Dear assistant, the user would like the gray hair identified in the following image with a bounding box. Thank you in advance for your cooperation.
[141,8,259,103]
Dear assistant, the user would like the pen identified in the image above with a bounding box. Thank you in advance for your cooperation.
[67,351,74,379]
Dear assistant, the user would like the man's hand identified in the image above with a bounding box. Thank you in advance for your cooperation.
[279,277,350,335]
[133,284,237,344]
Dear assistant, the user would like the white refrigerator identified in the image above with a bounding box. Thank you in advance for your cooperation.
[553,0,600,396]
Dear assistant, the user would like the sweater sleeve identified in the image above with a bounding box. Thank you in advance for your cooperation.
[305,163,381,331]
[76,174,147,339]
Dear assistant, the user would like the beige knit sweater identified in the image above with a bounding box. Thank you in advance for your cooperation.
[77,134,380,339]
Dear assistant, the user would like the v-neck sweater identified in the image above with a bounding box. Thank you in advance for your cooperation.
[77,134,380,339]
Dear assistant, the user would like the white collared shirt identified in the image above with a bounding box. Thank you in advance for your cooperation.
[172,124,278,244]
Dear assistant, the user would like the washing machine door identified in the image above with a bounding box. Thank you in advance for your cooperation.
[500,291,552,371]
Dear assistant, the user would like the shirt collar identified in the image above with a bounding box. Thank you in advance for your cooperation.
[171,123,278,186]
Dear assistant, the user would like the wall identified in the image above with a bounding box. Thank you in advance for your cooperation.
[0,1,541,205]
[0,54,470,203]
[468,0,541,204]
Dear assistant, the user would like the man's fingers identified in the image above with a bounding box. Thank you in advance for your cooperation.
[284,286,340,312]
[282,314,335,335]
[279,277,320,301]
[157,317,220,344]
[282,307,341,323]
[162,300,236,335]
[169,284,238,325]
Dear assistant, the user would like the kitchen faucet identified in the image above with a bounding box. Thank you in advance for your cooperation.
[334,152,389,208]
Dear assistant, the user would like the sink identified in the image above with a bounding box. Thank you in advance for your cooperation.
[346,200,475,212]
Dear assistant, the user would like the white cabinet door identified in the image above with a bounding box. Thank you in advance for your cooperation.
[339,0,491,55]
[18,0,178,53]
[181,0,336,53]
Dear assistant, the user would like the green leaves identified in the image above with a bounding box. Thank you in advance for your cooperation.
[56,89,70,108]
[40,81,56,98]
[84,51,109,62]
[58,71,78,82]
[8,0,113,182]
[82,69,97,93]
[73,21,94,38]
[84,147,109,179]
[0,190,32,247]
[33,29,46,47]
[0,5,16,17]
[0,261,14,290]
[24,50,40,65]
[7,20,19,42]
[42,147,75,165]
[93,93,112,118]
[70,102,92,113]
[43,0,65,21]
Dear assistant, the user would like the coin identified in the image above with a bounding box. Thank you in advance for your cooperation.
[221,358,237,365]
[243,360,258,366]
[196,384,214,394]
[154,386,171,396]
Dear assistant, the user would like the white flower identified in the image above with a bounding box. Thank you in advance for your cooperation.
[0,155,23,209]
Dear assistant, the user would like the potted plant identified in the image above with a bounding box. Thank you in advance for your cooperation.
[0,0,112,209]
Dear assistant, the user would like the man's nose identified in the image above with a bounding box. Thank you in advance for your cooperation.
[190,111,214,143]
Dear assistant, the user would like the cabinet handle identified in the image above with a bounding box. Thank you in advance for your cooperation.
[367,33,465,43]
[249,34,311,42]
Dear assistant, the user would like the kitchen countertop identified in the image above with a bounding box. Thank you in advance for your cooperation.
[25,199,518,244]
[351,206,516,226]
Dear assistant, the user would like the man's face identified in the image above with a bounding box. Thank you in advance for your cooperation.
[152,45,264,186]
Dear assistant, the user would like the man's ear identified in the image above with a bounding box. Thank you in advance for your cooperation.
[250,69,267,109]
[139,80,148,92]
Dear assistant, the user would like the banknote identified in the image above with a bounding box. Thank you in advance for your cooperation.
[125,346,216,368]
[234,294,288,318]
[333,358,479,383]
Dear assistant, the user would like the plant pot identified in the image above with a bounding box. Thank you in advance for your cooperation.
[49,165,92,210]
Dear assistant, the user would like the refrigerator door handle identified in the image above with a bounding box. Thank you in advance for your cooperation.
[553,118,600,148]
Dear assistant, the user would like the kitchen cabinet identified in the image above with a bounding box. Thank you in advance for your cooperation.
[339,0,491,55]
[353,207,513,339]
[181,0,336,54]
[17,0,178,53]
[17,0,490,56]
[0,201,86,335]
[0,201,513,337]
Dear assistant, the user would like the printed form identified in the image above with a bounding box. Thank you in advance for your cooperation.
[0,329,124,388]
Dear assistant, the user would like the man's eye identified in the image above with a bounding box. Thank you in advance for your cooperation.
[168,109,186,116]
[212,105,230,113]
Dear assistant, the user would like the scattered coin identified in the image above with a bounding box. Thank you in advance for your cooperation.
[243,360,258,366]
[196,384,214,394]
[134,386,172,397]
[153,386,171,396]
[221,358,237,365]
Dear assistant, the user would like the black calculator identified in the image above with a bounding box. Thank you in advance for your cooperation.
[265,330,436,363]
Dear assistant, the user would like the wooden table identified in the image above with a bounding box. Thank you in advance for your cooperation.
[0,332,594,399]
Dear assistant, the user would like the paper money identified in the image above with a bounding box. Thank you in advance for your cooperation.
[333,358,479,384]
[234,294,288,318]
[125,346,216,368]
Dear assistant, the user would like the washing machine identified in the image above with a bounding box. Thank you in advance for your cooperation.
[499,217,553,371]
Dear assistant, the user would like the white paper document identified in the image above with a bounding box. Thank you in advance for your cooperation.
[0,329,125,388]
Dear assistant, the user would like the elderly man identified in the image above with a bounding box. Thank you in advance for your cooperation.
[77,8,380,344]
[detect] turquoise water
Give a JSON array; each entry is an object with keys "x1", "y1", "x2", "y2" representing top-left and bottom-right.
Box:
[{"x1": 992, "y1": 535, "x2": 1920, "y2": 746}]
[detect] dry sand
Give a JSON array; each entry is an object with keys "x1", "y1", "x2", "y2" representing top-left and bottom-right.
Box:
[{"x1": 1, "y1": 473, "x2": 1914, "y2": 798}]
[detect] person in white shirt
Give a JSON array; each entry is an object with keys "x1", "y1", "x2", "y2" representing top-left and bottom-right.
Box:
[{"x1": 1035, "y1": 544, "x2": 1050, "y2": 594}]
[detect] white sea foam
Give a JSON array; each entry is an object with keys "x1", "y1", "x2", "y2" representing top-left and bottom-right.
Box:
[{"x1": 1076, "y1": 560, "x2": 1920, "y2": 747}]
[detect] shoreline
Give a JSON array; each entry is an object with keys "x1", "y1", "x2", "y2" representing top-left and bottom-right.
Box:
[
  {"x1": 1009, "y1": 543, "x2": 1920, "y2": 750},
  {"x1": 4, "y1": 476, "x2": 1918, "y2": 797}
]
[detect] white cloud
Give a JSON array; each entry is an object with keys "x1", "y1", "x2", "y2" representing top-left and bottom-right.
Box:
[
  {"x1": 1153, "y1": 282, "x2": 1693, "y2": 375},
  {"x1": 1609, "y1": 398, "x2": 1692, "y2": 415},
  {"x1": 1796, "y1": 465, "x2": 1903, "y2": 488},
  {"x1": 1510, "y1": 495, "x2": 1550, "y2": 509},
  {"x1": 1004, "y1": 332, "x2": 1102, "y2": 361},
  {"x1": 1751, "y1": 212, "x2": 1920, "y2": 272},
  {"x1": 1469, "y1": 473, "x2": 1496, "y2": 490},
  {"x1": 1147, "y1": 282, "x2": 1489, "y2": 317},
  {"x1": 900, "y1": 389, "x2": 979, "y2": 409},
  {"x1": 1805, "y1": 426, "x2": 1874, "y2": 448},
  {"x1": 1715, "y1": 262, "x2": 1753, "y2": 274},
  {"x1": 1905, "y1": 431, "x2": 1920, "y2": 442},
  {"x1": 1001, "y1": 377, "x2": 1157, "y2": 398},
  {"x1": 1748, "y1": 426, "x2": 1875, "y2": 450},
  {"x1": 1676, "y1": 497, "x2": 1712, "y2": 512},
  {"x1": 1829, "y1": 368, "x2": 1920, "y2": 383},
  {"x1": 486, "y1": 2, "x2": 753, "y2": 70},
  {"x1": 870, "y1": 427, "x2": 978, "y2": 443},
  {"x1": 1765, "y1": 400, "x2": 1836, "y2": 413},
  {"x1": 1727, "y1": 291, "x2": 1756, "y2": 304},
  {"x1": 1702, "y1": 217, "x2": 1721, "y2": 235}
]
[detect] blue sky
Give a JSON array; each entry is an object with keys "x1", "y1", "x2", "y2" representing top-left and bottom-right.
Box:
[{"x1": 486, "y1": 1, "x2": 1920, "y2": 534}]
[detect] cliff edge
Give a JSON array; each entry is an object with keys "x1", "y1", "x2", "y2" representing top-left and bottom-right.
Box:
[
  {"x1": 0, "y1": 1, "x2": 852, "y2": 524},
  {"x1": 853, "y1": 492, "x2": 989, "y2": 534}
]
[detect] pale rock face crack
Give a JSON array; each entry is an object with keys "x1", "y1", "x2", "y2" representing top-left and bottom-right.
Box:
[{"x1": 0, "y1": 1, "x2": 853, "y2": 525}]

_ _ _ _ _

#### WORK ORDER
Please reproduce exactly the lines in the listing above from the one containing "Dear assistant, the user would like the paper" through the one containing "[detect] white cloud", both included, and nothing more.

#### RESULT
Dear assistant, the user would like the paper money identified in the image above with a bounding box. Thank you in advance for your cooperation.
[333,358,479,384]
[234,294,288,318]
[125,346,216,368]
Dear assistant, the user would like the washing machine identified in the image above with a bounding box. Thank you in advance for your cooperation.
[499,217,553,371]
Dear assistant, the user would like the white paper document identified in the image above with a bounding box. Thank you in advance for your cooperation.
[0,329,125,388]
Dear assistant, the user would like the elderly man identified in the image above with a bounding box. Thank you in advance for your cooperation.
[77,8,380,344]
[detect] turquoise water
Give a JSON array; each entry is an object with keys "x1", "y1", "x2", "y2" representing top-left and bottom-right.
Box:
[{"x1": 992, "y1": 535, "x2": 1920, "y2": 746}]
[detect] dry sand
Give a JSON array; each entry is an object with keys "x1", "y1", "x2", "y2" representing top-left and bottom-right.
Box:
[{"x1": 1, "y1": 473, "x2": 1914, "y2": 798}]
[detect] person in white shirt
Give a JSON array; each entry is an object with keys "x1", "y1", "x2", "y2" representing top-left and bottom-right.
Box:
[{"x1": 1035, "y1": 544, "x2": 1050, "y2": 594}]
[detect] white sea foam
Give a JSON array; each entry is an object with keys "x1", "y1", "x2", "y2" representing top-left and bottom-right.
Box:
[{"x1": 1076, "y1": 560, "x2": 1920, "y2": 747}]
[detect] shoreline
Give a JSON array; each entry is an object with keys "x1", "y1", "x2", "y2" representing top-left and bottom-right.
Box:
[
  {"x1": 1009, "y1": 543, "x2": 1920, "y2": 750},
  {"x1": 4, "y1": 476, "x2": 1918, "y2": 797}
]
[detect] white cloud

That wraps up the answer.